---------- Task data ----------
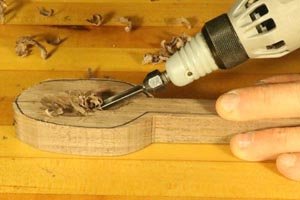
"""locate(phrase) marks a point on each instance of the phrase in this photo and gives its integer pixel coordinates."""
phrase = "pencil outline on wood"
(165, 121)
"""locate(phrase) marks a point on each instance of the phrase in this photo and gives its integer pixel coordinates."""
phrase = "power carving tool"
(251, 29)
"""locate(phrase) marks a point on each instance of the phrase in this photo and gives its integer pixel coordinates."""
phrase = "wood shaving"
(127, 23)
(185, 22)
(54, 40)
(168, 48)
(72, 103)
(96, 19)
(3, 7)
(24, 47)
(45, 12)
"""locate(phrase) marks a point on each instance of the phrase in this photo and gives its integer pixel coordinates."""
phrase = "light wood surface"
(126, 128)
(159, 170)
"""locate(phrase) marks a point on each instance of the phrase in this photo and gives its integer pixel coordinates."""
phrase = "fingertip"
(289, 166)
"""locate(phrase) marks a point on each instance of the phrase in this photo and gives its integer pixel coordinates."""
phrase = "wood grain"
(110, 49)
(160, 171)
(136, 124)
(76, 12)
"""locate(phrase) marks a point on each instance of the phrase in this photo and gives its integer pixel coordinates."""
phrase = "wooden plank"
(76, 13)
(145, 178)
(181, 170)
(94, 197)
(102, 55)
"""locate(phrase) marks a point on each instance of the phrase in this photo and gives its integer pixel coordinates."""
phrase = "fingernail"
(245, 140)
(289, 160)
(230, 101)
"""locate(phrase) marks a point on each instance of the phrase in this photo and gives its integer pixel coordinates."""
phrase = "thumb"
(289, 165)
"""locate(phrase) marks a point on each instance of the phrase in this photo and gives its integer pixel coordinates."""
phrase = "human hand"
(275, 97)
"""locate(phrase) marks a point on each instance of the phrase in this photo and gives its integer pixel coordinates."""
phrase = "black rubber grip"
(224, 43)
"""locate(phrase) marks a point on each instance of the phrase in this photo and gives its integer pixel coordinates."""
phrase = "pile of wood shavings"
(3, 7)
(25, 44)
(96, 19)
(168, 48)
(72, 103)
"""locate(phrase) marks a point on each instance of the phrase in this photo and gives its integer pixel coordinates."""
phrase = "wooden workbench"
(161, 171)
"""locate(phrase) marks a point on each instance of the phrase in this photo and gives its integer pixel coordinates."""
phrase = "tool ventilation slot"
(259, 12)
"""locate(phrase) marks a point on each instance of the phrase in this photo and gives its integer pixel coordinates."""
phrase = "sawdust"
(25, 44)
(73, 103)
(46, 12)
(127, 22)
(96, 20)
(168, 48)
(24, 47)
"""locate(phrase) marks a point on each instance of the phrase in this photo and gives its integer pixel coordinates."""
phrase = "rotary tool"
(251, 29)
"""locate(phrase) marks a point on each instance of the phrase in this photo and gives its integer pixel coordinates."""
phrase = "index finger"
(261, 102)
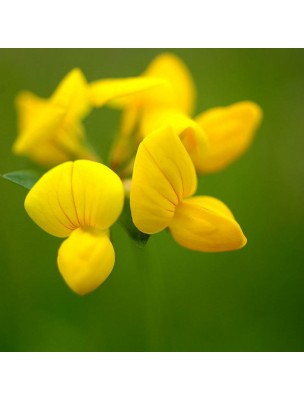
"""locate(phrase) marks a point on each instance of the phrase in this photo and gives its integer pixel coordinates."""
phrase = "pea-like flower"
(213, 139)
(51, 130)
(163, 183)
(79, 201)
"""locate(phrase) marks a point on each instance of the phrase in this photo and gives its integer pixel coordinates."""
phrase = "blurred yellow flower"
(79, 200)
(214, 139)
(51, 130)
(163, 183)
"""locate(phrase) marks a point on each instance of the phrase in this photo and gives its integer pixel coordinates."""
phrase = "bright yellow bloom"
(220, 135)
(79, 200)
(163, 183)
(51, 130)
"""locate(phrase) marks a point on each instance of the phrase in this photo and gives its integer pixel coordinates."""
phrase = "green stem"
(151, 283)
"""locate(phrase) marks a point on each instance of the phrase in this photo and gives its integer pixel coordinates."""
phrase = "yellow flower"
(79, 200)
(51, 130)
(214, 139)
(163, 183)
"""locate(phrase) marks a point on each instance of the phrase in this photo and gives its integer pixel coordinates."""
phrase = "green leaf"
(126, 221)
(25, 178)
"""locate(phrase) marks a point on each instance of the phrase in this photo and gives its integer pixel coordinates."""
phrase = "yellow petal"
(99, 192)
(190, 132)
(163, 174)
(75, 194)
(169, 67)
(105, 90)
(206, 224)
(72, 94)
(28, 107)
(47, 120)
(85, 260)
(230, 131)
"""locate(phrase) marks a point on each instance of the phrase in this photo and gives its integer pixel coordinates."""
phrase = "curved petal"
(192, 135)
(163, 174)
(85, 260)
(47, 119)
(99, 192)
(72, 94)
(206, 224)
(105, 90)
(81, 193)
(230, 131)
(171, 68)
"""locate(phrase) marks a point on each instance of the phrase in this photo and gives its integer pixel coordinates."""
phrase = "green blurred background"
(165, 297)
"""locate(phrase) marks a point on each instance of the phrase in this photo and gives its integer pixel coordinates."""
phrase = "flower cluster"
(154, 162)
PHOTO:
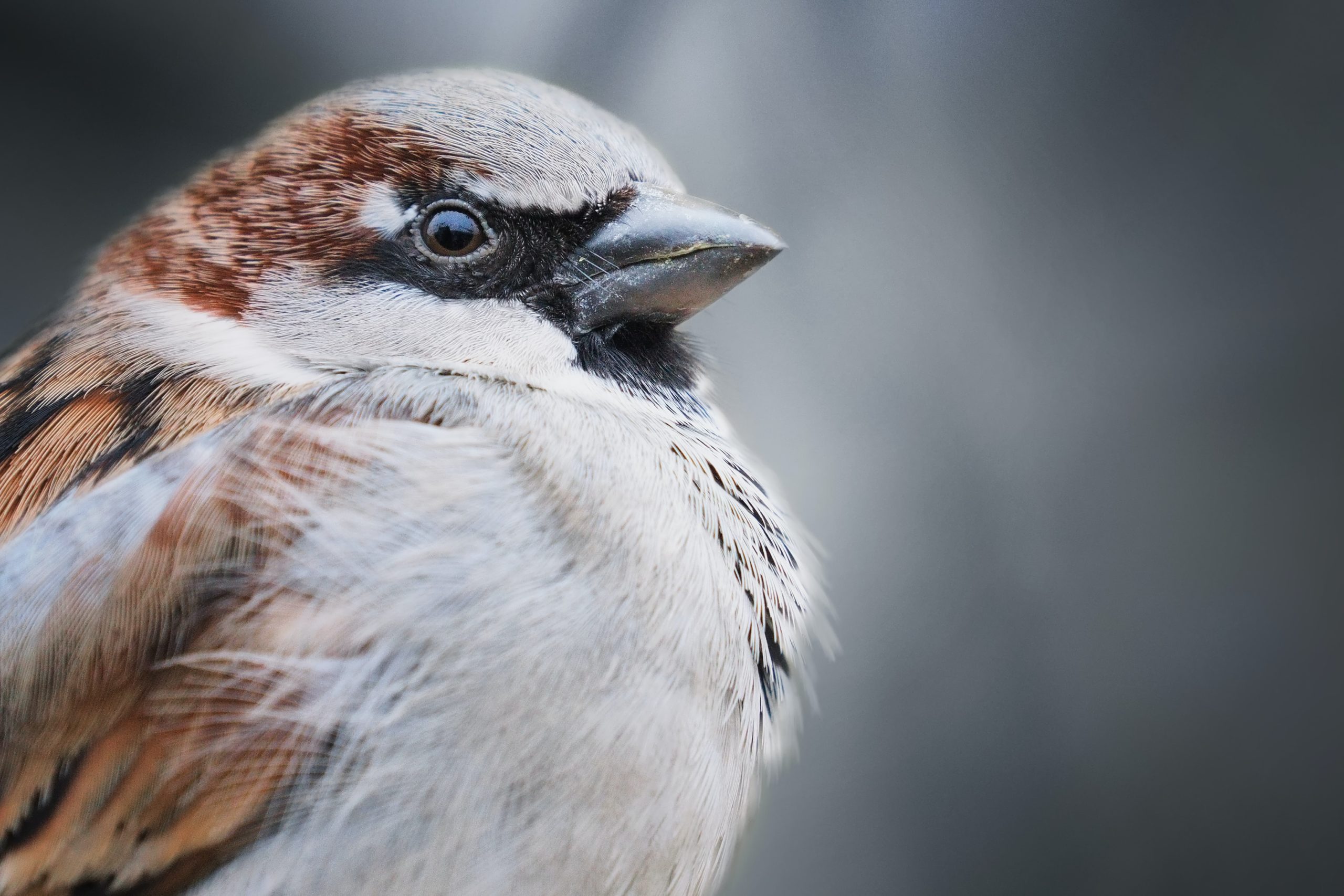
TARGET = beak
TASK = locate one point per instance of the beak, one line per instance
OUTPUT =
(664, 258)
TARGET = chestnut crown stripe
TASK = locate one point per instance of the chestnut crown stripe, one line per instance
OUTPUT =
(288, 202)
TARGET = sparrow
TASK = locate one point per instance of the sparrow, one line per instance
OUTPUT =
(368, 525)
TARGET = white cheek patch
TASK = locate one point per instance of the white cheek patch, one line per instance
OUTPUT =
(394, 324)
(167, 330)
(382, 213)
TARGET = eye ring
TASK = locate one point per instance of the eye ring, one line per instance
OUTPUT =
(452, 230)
----------
- Exercise: Each line from the one containing "TARGET = white cheek patch" through the end of the material must be output exactly, and no other line.

- Task answer:
TARGET = white cheek patch
TASK = locate one point per instance of the white cheek patch, one line per instance
OUTPUT =
(394, 324)
(167, 330)
(382, 213)
TARGET = eye ring
TASK = locate one point per instance of the eye ring, one line per instance
OUTPUT =
(452, 230)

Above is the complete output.